Content starts
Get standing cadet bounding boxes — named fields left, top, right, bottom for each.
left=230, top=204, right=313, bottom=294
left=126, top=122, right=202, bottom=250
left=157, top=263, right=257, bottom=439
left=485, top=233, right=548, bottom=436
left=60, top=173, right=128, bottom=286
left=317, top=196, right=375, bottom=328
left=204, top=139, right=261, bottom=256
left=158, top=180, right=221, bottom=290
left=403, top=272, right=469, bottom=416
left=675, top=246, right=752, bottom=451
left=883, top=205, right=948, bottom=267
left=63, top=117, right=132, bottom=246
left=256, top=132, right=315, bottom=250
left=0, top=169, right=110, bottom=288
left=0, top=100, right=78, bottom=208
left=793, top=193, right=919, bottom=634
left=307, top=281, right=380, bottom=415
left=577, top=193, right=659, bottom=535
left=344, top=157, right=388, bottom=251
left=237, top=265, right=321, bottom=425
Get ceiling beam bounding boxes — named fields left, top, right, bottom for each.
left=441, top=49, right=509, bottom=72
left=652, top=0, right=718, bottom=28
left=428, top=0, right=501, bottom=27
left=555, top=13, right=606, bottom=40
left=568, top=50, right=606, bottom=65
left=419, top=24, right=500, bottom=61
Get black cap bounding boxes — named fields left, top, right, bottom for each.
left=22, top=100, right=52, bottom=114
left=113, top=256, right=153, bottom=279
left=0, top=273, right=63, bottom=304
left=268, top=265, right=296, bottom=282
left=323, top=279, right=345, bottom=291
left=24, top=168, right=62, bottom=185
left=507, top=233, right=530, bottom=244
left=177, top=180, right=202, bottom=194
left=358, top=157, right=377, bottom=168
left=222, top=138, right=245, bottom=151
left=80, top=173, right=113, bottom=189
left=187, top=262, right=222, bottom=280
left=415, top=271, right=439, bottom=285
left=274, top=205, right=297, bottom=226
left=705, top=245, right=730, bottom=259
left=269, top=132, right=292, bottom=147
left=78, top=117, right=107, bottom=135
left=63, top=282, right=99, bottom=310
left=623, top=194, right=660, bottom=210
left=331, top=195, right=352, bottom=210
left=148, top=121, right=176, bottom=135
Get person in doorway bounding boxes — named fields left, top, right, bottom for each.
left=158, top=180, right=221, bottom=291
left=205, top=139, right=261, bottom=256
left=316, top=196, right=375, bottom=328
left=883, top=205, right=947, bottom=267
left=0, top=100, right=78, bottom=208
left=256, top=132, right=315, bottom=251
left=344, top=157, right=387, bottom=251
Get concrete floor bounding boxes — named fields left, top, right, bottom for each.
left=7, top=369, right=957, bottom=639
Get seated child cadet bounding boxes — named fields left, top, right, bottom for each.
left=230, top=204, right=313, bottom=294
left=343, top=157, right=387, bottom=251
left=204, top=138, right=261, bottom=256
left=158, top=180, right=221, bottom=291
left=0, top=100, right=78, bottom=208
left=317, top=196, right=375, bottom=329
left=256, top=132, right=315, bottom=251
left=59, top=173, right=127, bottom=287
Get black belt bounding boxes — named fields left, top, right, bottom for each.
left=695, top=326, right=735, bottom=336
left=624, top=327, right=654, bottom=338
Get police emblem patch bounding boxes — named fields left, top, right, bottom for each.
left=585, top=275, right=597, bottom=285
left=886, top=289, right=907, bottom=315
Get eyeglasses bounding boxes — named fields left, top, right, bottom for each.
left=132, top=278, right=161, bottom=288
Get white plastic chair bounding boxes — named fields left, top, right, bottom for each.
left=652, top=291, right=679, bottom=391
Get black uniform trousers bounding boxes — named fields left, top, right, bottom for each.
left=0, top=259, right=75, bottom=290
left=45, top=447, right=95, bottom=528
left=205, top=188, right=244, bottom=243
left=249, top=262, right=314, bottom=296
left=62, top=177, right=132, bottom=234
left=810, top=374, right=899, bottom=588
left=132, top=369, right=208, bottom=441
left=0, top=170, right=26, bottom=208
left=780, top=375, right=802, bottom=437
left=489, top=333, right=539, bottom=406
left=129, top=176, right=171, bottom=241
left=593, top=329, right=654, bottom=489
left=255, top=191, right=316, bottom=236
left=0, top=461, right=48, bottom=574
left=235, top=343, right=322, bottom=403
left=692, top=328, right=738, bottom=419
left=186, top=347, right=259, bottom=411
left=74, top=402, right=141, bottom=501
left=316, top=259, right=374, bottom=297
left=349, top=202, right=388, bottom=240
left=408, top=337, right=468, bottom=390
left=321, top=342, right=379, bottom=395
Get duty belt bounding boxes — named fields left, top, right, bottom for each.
Content ends
• [Work order]: Beginning with the line that holds "Get eyeglasses bounding", please give again each line exactly until the records end, and include that final line.

• [Response below]:
Get eyeglasses bounding boxes — named fields left, top, right, bottom for each.
left=132, top=278, right=161, bottom=288
Get white plastic chair bounding boxes — named fields left, top, right, bottom for each.
left=652, top=291, right=679, bottom=391
Get black uniform trousers bounding boxes — named fields left, top, right, bottom for each.
left=0, top=259, right=75, bottom=290
left=45, top=447, right=95, bottom=528
left=205, top=188, right=244, bottom=243
left=249, top=262, right=314, bottom=296
left=62, top=177, right=132, bottom=234
left=810, top=374, right=899, bottom=588
left=132, top=369, right=208, bottom=441
left=0, top=170, right=26, bottom=208
left=780, top=375, right=802, bottom=437
left=489, top=333, right=539, bottom=406
left=129, top=176, right=171, bottom=241
left=593, top=329, right=654, bottom=489
left=255, top=191, right=316, bottom=236
left=0, top=461, right=48, bottom=574
left=235, top=343, right=322, bottom=403
left=692, top=328, right=738, bottom=419
left=186, top=347, right=259, bottom=411
left=74, top=402, right=141, bottom=501
left=316, top=259, right=374, bottom=297
left=349, top=202, right=388, bottom=240
left=408, top=337, right=468, bottom=390
left=321, top=342, right=379, bottom=395
Get duty belt bounding boxes — named fields left, top, right, bottom for each.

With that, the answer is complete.